Work required — Would you please output the lines of the data below from the one containing "of the plastic" to the end, exactly and with nothing added?
══ Recorded information ══
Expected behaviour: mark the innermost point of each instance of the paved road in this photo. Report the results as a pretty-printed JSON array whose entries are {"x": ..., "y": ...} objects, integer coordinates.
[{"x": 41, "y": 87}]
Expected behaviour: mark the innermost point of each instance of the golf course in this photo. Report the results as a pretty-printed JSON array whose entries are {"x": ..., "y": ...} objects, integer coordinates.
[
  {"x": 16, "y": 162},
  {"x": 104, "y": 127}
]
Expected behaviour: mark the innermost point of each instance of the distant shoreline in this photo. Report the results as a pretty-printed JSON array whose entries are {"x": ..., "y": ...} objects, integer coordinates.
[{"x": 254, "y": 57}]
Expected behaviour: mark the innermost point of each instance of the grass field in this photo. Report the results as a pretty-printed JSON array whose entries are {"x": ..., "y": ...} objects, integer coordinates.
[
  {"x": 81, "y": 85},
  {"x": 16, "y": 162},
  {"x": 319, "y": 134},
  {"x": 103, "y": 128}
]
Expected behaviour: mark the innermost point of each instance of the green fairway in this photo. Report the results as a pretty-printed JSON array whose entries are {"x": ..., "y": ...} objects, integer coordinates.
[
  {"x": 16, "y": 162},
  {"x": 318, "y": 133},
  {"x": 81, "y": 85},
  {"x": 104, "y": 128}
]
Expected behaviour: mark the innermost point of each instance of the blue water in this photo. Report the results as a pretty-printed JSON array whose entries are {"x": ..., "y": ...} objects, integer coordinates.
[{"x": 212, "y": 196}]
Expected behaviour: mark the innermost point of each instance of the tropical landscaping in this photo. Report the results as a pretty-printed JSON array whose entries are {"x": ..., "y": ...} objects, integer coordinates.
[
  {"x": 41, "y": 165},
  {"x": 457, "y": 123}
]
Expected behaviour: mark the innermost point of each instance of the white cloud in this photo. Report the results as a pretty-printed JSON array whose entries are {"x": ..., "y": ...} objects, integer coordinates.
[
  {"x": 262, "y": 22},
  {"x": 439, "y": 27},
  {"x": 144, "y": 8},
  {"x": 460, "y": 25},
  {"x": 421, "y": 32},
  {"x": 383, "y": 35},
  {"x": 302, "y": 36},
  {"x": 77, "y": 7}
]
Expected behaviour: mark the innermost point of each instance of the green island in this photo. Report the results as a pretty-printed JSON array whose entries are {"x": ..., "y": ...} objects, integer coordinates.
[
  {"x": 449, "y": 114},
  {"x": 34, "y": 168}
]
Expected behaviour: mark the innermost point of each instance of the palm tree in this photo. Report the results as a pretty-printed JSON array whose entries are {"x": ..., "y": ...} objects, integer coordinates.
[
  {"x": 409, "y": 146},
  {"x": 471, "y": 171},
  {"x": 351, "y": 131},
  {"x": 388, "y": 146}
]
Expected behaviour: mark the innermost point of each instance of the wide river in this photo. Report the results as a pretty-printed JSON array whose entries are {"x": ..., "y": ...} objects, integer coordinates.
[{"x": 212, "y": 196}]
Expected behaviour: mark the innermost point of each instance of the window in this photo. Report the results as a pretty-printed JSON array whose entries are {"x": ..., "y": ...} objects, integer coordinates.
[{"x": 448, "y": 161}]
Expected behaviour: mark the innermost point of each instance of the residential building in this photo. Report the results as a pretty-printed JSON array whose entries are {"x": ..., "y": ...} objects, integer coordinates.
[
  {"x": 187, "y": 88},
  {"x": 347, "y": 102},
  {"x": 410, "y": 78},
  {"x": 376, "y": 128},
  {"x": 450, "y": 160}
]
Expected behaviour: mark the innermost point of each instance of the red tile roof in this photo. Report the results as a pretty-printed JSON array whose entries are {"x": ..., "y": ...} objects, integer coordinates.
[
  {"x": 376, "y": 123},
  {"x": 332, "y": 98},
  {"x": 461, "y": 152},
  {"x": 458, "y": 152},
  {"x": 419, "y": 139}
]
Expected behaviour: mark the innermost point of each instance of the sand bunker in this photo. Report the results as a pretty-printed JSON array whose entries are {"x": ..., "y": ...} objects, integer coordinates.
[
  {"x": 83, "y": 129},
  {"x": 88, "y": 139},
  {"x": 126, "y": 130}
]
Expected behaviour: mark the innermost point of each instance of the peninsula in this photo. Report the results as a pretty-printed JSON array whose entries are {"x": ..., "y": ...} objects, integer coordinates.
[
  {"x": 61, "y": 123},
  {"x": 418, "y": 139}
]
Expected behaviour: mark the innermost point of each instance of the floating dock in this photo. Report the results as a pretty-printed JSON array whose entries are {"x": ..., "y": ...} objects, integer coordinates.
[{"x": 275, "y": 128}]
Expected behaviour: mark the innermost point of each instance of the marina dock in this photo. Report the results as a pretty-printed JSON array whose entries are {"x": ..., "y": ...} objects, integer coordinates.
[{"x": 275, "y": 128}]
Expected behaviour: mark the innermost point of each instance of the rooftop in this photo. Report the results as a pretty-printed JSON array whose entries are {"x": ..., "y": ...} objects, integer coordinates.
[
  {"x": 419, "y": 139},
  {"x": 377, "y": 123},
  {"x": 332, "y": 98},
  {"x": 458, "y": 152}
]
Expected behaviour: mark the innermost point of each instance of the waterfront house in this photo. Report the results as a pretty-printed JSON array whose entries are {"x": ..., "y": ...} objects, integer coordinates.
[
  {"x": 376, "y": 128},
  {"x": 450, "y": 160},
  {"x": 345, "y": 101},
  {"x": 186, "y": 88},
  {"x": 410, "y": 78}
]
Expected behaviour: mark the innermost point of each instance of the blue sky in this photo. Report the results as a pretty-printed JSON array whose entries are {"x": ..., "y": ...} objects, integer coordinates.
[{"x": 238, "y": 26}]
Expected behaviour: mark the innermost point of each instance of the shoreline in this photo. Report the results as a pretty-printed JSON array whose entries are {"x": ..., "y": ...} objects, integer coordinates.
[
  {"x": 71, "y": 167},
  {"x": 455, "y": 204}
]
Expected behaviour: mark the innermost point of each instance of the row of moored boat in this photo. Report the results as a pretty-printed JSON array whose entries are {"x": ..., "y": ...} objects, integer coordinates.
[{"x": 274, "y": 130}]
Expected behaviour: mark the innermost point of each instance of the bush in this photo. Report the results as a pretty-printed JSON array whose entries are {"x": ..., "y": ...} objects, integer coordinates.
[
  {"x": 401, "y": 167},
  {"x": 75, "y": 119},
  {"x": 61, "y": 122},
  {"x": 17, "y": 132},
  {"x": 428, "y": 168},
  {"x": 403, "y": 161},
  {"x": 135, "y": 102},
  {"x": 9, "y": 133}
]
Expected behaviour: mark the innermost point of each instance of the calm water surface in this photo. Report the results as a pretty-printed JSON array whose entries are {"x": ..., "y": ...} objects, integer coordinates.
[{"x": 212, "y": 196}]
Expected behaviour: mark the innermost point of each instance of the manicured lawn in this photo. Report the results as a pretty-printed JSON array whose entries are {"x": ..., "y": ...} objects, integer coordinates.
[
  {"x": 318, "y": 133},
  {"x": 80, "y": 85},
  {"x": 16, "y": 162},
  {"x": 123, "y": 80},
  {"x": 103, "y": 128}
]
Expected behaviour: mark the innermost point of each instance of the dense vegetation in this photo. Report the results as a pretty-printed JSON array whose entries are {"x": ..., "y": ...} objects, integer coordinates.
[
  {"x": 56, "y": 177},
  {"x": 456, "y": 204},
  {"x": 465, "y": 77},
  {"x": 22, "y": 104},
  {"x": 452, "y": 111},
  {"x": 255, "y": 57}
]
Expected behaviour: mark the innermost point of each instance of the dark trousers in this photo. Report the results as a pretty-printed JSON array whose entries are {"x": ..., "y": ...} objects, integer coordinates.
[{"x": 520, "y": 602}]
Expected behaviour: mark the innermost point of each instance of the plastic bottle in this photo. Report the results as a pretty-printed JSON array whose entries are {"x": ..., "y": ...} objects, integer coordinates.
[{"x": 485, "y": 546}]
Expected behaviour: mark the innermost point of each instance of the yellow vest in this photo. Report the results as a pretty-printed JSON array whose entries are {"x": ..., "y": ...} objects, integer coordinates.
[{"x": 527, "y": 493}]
═══
Result —
Expected behaviour: mark the innermost point of each instance of the plastic bottle in this photo. Report the results as a pretty-printed JSON array whose entries are {"x": ..., "y": ...} objects, integer coordinates.
[{"x": 485, "y": 546}]
Expected behaviour: mark the innermost point of each instance of the yellow vest in this photo. Report the results as a pretty-printed JSON array whose entries are {"x": ..., "y": ...} objects, integer coordinates.
[{"x": 527, "y": 493}]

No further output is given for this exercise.